_Recorded data_

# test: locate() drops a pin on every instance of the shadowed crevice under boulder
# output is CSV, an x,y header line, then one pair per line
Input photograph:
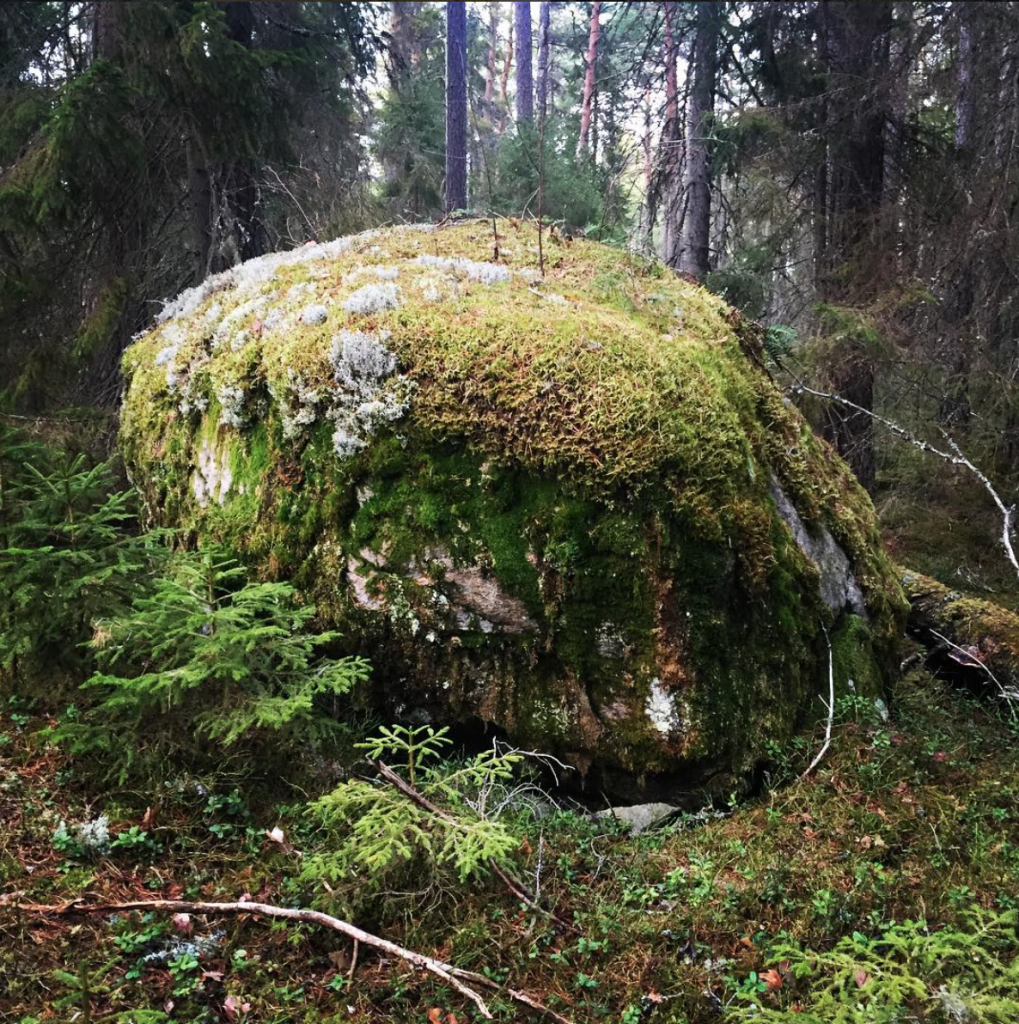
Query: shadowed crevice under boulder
x,y
567,505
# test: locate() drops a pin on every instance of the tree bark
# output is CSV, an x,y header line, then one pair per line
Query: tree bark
x,y
693,257
544,59
966,97
587,101
974,640
456,107
507,67
857,36
524,76
490,82
671,183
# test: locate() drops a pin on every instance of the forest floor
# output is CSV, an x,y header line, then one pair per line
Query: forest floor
x,y
886,882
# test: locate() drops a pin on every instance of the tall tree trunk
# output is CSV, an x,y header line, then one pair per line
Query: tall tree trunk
x,y
857,42
200,204
966,96
544,58
456,107
507,67
694,248
899,62
524,77
242,233
105,30
671,183
490,82
587,101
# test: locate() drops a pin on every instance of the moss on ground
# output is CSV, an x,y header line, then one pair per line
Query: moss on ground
x,y
373,416
913,819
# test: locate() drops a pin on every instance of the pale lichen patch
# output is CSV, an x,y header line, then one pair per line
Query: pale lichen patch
x,y
662,710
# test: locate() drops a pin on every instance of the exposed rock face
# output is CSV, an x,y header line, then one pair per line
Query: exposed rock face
x,y
567,505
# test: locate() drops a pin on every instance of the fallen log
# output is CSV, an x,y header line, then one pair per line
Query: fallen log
x,y
977,638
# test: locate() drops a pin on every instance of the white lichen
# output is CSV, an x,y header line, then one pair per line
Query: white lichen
x,y
254,274
213,477
230,399
373,299
314,313
486,273
661,709
371,393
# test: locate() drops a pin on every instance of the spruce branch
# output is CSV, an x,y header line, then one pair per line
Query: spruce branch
x,y
514,885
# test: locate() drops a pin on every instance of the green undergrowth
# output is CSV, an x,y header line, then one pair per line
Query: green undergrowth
x,y
593,438
882,889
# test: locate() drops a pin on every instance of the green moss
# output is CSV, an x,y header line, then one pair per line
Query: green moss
x,y
853,658
592,450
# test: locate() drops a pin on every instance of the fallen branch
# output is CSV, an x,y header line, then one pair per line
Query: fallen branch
x,y
514,885
831,709
1008,512
453,975
982,635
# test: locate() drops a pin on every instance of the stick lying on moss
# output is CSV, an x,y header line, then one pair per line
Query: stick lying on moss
x,y
514,885
452,975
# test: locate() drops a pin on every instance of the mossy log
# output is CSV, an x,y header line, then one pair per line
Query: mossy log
x,y
552,494
974,639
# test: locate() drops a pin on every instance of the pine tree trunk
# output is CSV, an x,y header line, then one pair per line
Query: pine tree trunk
x,y
587,101
694,247
524,77
507,68
490,82
456,107
544,59
671,183
857,36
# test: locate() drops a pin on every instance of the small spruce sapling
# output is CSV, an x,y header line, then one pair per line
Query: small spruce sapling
x,y
375,832
208,655
68,554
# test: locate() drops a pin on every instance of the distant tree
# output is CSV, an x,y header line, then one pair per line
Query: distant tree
x,y
670,179
524,77
544,59
456,107
693,255
490,81
587,100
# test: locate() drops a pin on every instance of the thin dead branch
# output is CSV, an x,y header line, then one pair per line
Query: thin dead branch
x,y
957,459
831,709
454,976
514,885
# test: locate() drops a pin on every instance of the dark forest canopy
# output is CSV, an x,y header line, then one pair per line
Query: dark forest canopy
x,y
843,171
537,424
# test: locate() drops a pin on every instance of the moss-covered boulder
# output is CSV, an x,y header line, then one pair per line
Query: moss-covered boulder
x,y
569,504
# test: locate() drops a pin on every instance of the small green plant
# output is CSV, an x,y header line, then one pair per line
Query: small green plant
x,y
374,829
183,970
905,971
68,554
135,841
207,656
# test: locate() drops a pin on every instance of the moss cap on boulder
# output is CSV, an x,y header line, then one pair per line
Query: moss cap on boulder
x,y
569,504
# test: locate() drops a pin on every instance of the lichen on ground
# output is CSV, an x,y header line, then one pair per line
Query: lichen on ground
x,y
577,440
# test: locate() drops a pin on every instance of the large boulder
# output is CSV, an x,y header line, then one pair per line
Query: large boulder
x,y
570,505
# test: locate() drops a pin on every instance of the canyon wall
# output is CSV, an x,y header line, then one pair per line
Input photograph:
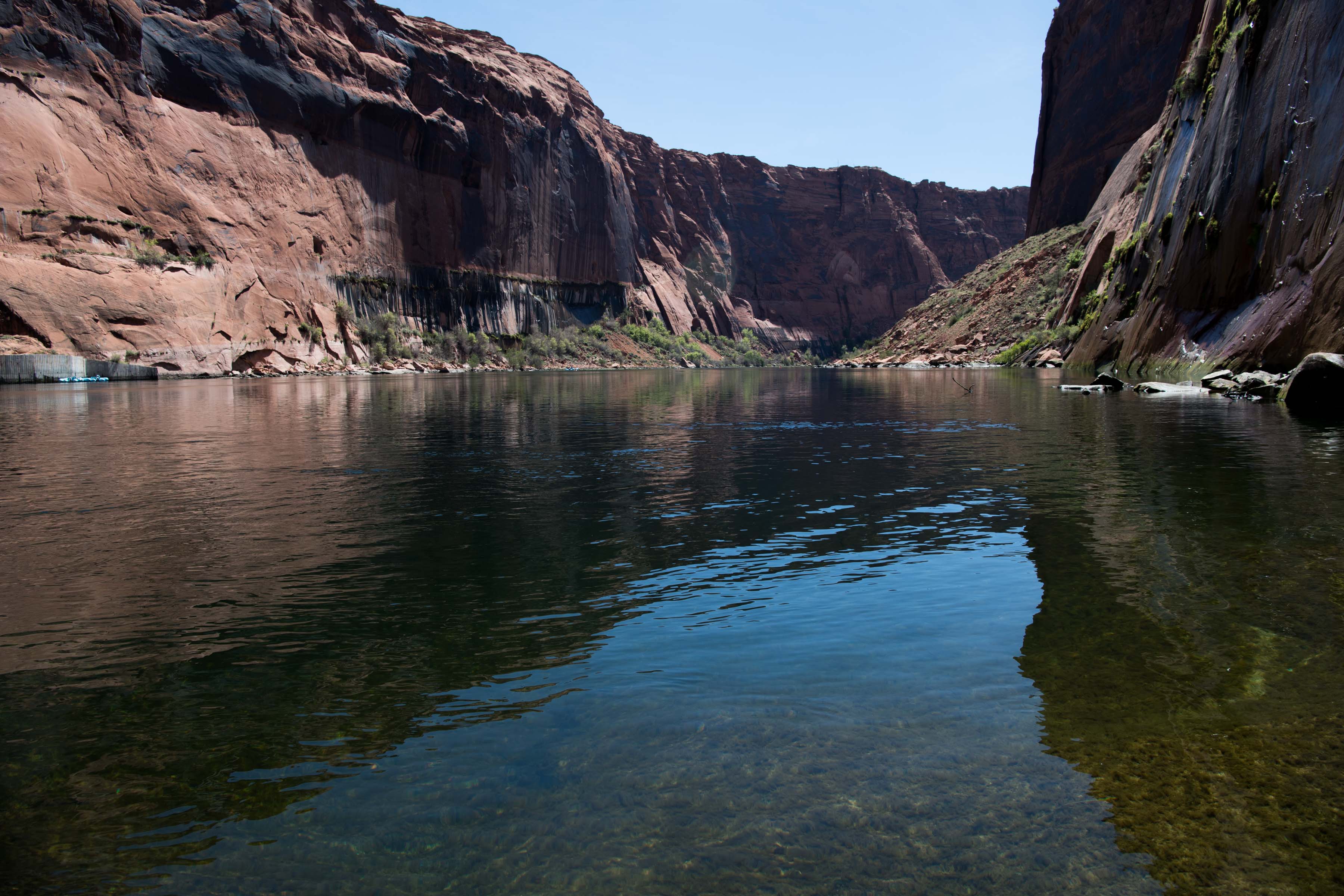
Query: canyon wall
x,y
1105,76
292,155
1216,237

_The request_
Starting with the line that contains "the large boulder" and going on through the end of the listing above, write out every line again with 72 added to each x and y coordinate in the answers. Leave out the picture.

_Response below_
# test: locate() drops a pin on every instance of the large boulder
# output is CSV, an x,y header line, then one pair per line
Query: large boulder
x,y
642,577
# test: locate() drops a pin on every instance of the canyon wall
# output is CSV, an x,y header line, then one pair per line
Input photograph:
Query: canyon wall
x,y
1177,148
364,227
1288,309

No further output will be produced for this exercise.